> DATA FOR THE TASK

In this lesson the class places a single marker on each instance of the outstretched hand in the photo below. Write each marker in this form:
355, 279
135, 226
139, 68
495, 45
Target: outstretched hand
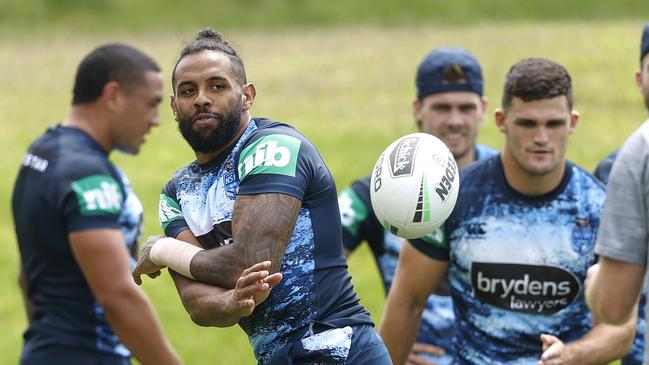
252, 288
555, 352
144, 264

> PROBLEM
Exact transcription of the full listing above is required; images do not belong in it.

> OUTPUT OF THE EXERCISE
In this lesson the class places a single marker on each instance of the outstretched hand in the photo below. Write each marker in this form:
355, 279
135, 226
139, 68
495, 45
Target: outstretched hand
252, 288
555, 352
144, 264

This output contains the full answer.